EXTRAIT SOURCE.
89.      Il semble exister une diversité frappante au niveau national en ce qui concerne l’existence d’une éventuelle spécialisation des juges. Un certain nombre d’États membres ont effectivement adopté un niveau avancé de spécialisation des juges. D’autres n’ont aucune spécialisation. En outre, les règles peuvent varier au sein d’un même ordre juridique : souvent, plus une affaire progresse vers le haut dans la hiérarchie judiciaire, moins il est probable que les juges soient spécialisés. Néanmoins, certains systèmes maintiennent effectivement un niveau élevé de spécialisation des juges, même au niveau de la juridiction suprême.

90.      La même diversité se reflète également dans la jurisprudence, ou plutôt dans le silence de celle‑ci au sujet de la spécialisation des juges, que ce soit au titre de l’article 47 de la Charte ou de l’article 6 de la convention de sauvegarde des droits de l’homme et des libertés fondamentales, signée à Rome le 4 novembre 1950 (ci‑après la « CEDH »). En réponse à la question qui lui a été posée de savoir s’il existe une quelconque jurisprudence pour étayer l’argument selon lequel il existe un principe juridique de spécialisation des juges, l’appelant dans l’affaire C‑840/19 a cité, dans ses réponses aux questions posées par la Cour, un arrêt de la Cour EDH portant sur un point différent (29) ainsi que plusieurs documents non contraignants adoptés par des organismes internationaux qui vantent les mérites de la spécialisation des juges et l’encouragent dans certaines circonstances comme étant utile et désirable (30). Néanmoins, ces documents sont bien loin de constituer des éléments qui étaieraient l’argument selon lequel la spécialisation des formations de jugement est une obligation dont l’absence équivaudrait à une violation des exigences figurant à l’article 47 de la Charte (ou à l’article 6 de la CEDH).

TÂCHE DEMANDÉE A.
Énumérez les quatre cas de figure que le point 89 de l'extrait décrit au sujet de la spécialisation des juges selon les ordres nationaux.
Ces lignes n'ont aucun rapport avec l'extrait.

[Lignes enregistrées]
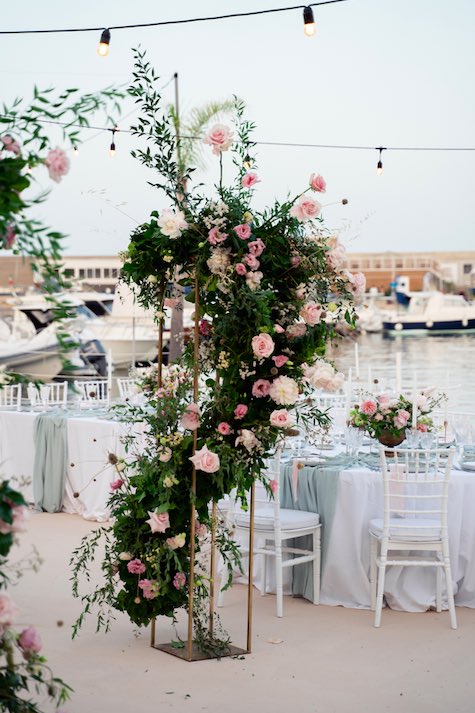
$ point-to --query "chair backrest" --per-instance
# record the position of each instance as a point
(10, 396)
(94, 393)
(415, 487)
(127, 388)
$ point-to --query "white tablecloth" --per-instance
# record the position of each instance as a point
(88, 478)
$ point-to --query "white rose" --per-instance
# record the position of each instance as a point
(284, 390)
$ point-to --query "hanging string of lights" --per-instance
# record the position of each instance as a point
(105, 38)
(247, 160)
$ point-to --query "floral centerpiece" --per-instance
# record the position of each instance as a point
(386, 417)
(268, 288)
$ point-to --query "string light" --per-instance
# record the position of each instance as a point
(379, 167)
(309, 26)
(112, 146)
(103, 48)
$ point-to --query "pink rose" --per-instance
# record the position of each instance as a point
(205, 327)
(220, 138)
(262, 345)
(305, 209)
(159, 521)
(256, 247)
(296, 330)
(243, 231)
(250, 179)
(179, 580)
(57, 164)
(116, 484)
(251, 261)
(29, 641)
(191, 417)
(260, 388)
(20, 515)
(280, 418)
(215, 236)
(401, 418)
(311, 313)
(317, 183)
(205, 460)
(136, 567)
(280, 360)
(240, 411)
(224, 428)
(369, 408)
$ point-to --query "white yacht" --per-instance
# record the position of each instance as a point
(432, 312)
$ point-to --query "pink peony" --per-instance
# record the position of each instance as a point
(190, 419)
(205, 460)
(280, 360)
(401, 418)
(179, 580)
(251, 261)
(284, 391)
(250, 179)
(262, 345)
(369, 408)
(29, 641)
(311, 313)
(240, 411)
(243, 231)
(215, 236)
(220, 138)
(253, 280)
(256, 247)
(20, 515)
(136, 567)
(260, 388)
(57, 164)
(305, 209)
(280, 418)
(317, 183)
(296, 330)
(159, 521)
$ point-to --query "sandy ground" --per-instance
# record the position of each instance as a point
(316, 659)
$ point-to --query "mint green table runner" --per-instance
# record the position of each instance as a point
(316, 491)
(51, 460)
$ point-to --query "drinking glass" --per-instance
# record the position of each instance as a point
(412, 437)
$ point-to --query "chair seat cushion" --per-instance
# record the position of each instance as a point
(412, 530)
(289, 519)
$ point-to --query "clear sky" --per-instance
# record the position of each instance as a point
(378, 72)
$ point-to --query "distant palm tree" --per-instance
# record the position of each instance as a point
(190, 153)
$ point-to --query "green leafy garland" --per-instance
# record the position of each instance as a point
(268, 288)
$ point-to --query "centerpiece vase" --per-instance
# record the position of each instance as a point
(389, 439)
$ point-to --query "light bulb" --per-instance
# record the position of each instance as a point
(103, 49)
(309, 26)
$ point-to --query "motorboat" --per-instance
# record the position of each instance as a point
(432, 312)
(30, 345)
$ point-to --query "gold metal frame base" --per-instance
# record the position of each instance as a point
(196, 653)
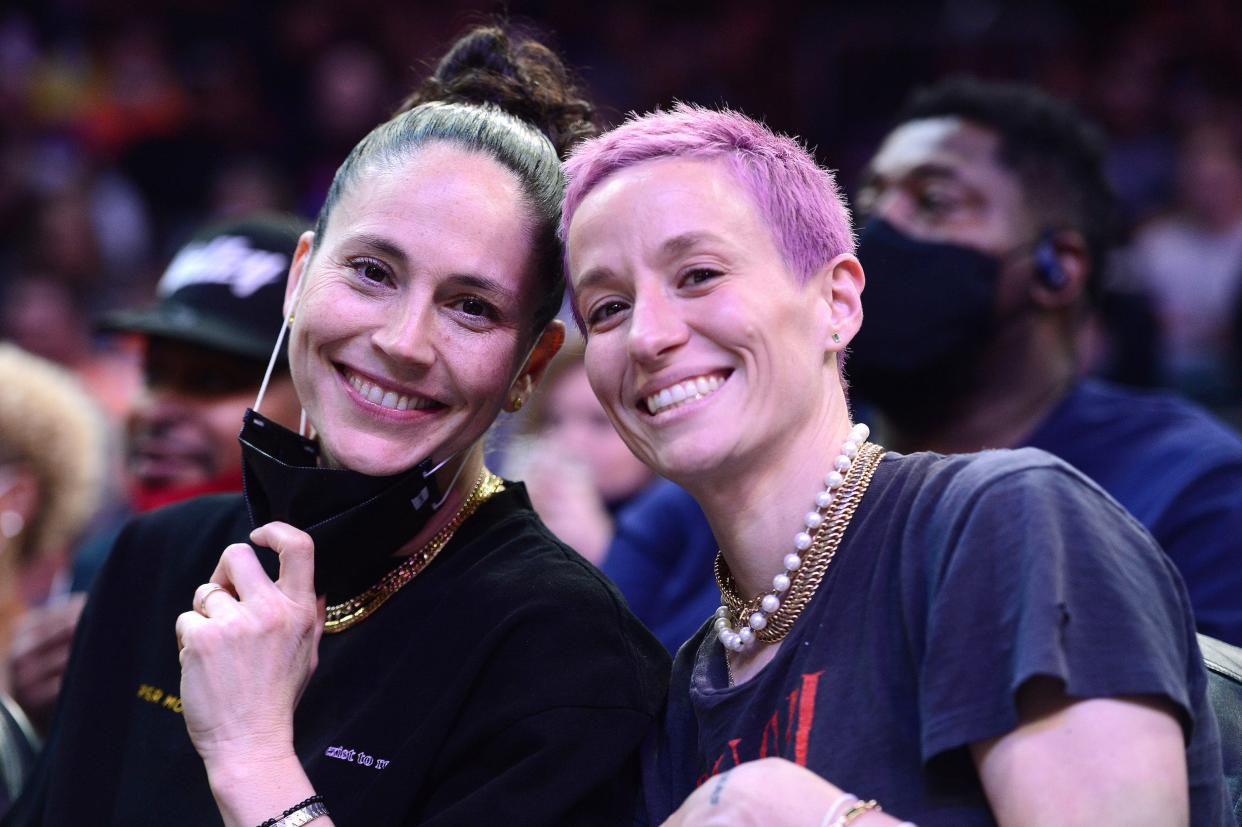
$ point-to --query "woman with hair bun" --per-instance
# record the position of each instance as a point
(406, 643)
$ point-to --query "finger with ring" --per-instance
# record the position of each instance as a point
(203, 592)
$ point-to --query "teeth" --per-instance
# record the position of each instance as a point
(686, 391)
(383, 397)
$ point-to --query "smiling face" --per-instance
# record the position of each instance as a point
(415, 312)
(704, 350)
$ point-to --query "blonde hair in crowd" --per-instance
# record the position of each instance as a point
(52, 427)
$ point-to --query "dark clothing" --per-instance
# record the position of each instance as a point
(959, 580)
(661, 560)
(507, 682)
(1178, 469)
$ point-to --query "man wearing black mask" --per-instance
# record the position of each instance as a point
(989, 224)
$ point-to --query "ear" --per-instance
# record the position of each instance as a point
(838, 286)
(297, 270)
(549, 343)
(1073, 262)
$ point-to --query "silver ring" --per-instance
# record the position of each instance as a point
(204, 591)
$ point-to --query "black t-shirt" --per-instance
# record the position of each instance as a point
(959, 579)
(506, 683)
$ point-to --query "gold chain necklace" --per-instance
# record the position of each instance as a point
(805, 580)
(342, 616)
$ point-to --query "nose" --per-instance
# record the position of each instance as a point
(656, 325)
(407, 332)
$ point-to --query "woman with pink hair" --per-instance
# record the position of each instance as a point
(954, 640)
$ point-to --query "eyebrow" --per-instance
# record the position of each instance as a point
(670, 248)
(485, 284)
(684, 242)
(379, 244)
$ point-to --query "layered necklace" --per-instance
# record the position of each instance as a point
(342, 616)
(768, 617)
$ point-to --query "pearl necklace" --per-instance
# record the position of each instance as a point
(734, 630)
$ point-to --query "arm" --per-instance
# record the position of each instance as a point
(769, 792)
(1101, 761)
(245, 662)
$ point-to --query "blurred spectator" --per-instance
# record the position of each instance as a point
(990, 221)
(579, 472)
(208, 343)
(51, 476)
(647, 534)
(1191, 262)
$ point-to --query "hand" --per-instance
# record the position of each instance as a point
(39, 656)
(249, 650)
(568, 502)
(769, 792)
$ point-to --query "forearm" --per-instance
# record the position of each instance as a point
(251, 792)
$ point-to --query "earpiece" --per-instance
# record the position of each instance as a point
(1047, 263)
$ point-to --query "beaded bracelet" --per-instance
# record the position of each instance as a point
(299, 813)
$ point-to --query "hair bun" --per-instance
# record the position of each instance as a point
(518, 75)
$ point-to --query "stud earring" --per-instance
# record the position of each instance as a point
(11, 524)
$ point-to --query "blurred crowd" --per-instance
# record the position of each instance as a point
(123, 131)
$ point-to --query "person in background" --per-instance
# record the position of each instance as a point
(52, 458)
(1191, 261)
(971, 640)
(206, 340)
(988, 225)
(579, 472)
(647, 534)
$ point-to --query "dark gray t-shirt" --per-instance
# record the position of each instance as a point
(960, 579)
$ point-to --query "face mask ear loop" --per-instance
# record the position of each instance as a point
(276, 350)
(447, 460)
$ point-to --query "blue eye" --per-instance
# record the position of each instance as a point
(475, 306)
(701, 275)
(605, 311)
(370, 270)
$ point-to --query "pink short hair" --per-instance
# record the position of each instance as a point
(800, 200)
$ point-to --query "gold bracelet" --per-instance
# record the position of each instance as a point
(856, 811)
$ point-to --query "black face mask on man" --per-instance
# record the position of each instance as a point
(929, 316)
(355, 520)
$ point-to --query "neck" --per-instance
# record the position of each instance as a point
(1028, 370)
(471, 466)
(758, 508)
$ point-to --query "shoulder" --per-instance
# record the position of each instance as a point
(542, 614)
(1007, 506)
(181, 537)
(521, 569)
(959, 482)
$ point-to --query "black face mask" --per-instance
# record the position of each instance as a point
(357, 520)
(929, 316)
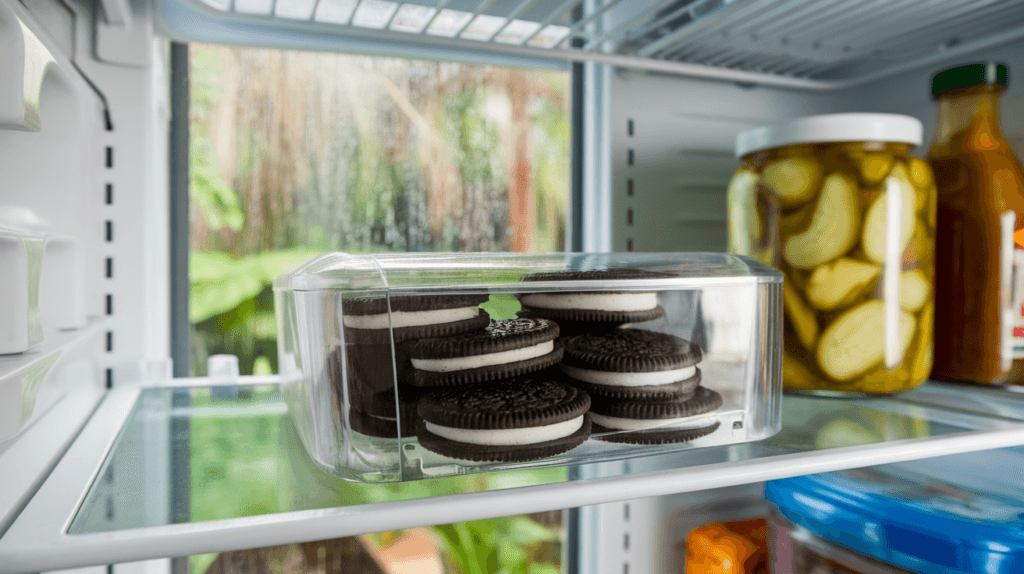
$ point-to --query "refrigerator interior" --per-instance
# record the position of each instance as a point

TÂCHE DEMANDÉE B.
Relevez chaque ligne qui contient le mot « white ».

RÉPONSE ATTENDUE A.
- Un certain nombre d'États membres ont adopté un niveau avancé de spécialisation des juges.
- D'autres n'ont aucune spécialisation.
- Au sein d'un même ordre juridique, les règles peuvent varier : souvent, plus une affaire progresse vers le haut dans la hiérarchie judiciaire, moins il est probable que les juges soient spécialisés.
- Certains systèmes maintiennent un niveau élevé de spécialisation des juges, même au niveau de la juridiction suprême.

RÉPONSE ATTENDUE B.
$ point-to --query "white tablecloth" --per-instance
$ point-to --query "white rose" --per-instance
$ point-to --query "white yacht" --per-instance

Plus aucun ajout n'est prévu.